*** Opening of TEXT SEGMENT ***

Now, I am so proud of her, of both her courage and how she has progressed. Even with the trauma she faced she is now educated and when I asked her what she wanted for her future, she said she wanted to be a women's rights activist like me. 

Mahmoud Deeb Daher is head of World Health Organization's Gaza sub office

For the last three weeks, there has been so much heavy fighting across Gaza. Every single day, we are witnessing so much and hearing eyewitness accounts of attacks on hospitals, schools and healthcare workers.

When I think hard, there are many aspects of my work that are rewarding. Of course, I'm pleased to hear about the arrival of much-needed supplies or a mother discovering her missing child is alive.

But, for me, the reward comes after conflict. When we know that lives were saved, people aren't living in fear anymore, and that human beings are no longer suffering. I do not only work here, it is also home for me and my family. We are part of these affected communities too. Our hope is that we will all be able live in peace, and we pray this will happen sooner rather than later.  

Crispen Rukasha is head of the U.N. Office for the Coordination of Humanitarian Affairs sub-office in Mogadishu, Somalia 

You have to be mentally prepared to work in a war zone. But I am not alone. I am part of a big team of aid workers. We are a second family to each other and this gives me strength.   

Muna Harib is founder of Breathing Numbers, which helps refugees in the Middle East 

At a refugee centre in Amman, a 7 year-old boy called Jamal came in and struck me. He then buried his head in my arms, hit me, then hugged me and hit me again.

Jamal showed me a video of the moment a shell hit him and his mother. She was killed before his own eyes, while he was left with his intestines hanging from his body. I felt as though Jamal was seeking his mother in me, and this completely broke my heart. 

Melvin Korkor, a Liberian doctor who works in Gbarnga, a town in central Liberia, contracted Ebola while treating patients but survived. He was a student of Dr Samuel Brisbane, one of Liberia's top doctors and medical teachers, who died from the Ebola virus last month after contracting it from infected patients   

The last time I saw him was in the Ebola isolation ward where I had also been taken after testing positive for Ebola. When he saw me, he said: “My son what are you doing here?” And he passed by me and wished me well. But a few days later his own condition became very worse and he died.

*** Close of TEXT SEGMENT ***

▸ WORK INSTRUCTIONS
(A) Reproduce the aid worker accounts word for word, from "But, for me, the" up to and including "rather than later.".
(B) Based on the aid worker accounts, mark each statement yes or no and quote the words that decide it: (i) Mahmoud Deeb Daher heads the World Health Organization's sub office in Gaza. (ii) Crispen Rukasha works alone in Mogadishu. (iii) Melvin Korkor died after contracting Ebola.
(C) Continue the aid worker accounts, starting after their final sentence.

*** Opening of SOURCE MATERIAL ***

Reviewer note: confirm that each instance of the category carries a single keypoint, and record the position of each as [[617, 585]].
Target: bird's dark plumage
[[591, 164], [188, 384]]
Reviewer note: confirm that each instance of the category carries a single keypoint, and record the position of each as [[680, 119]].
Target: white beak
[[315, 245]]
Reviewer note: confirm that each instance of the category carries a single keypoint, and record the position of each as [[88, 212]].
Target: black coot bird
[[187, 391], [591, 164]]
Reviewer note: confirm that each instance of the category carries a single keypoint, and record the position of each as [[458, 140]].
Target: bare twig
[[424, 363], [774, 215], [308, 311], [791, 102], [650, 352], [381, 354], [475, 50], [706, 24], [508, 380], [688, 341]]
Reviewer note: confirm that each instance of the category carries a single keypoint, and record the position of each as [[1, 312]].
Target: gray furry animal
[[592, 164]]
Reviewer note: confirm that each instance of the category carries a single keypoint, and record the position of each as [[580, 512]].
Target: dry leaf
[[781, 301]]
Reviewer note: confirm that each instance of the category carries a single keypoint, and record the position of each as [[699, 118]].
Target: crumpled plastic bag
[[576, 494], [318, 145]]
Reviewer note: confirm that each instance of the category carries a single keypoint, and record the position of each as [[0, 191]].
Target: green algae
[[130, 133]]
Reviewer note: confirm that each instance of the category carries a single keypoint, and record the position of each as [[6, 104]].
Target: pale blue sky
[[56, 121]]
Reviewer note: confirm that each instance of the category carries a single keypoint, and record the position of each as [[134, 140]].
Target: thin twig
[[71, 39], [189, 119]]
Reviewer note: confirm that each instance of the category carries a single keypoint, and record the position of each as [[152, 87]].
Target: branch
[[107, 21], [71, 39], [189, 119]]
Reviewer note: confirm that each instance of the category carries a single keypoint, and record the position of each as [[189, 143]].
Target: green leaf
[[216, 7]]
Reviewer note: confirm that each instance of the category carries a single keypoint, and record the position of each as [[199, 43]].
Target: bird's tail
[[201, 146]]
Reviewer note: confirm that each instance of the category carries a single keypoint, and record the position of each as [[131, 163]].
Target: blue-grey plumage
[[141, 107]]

*** Close of SOURCE MATERIAL ***

▸ RESULTS BY TASK
(A)
But, for me, the reward comes after conflict. When we know that lives were saved, people aren't living in fear anymore, and that human beings are no longer suffering. I do not only work here, it is also home for me and my family. We are part of these affected communities too. Our hope is that we will all be able live in peace, and we pray this will happen sooner rather than later.

(B)
(i) Yes: "Mahmoud Deeb Daher is head of World Health Organization's Gaza sub office"
(ii) No: "But I am not alone. I am part of a big team of aid workers."
(iii) No: "contracted Ebola while treating patients but survived"

(C)
Dr Brisbane was a friendly man and always encouraging young medical students to learn. He used to tell us that they (he and his generation of doctors) were getting older and that it was time for we, the younger doctors, to take over the health sector ... He used to tell us that to be a medical doctor ... you are there to serve humanity.

He wanted me to know everything about medicine. He shared everything with me. The young medical students will miss him. He used to be the light for us.

Liberia has lost a great mind and a humanitarian.

Domenico Scalpelli is the World Food Programme's Myanmar country director. He manages a $210 million operation with 300 staff in 11 field offices, serving about 700,00 people throughout the country every month 

Some of the more challenging aspects are dealing with deep-rooted community and religious conflict issues, super-imposed on a complex political environment.

In the interests of protecting conflict-affected communities, we are often confronted with difficulties in upholding to the letter core international principles, and often the principles need to be "translated" into a more pragmatic approach.  

Claire Durham is a British Red Cross Logistics Coordinator helping displaced families in Iraq.

I have served on several missions for the Red Cross in my career before, and never have I seen such a fluid crisis. The fluidity in the mass movement of people means that it can be a real challenge to plan conclusively. There are times when we are just about to deliver aid when people move on – we always need to be a step ahead. And it is heart-wrenching to see such masses of people just moving without resources or coping mechanisms for the challenges.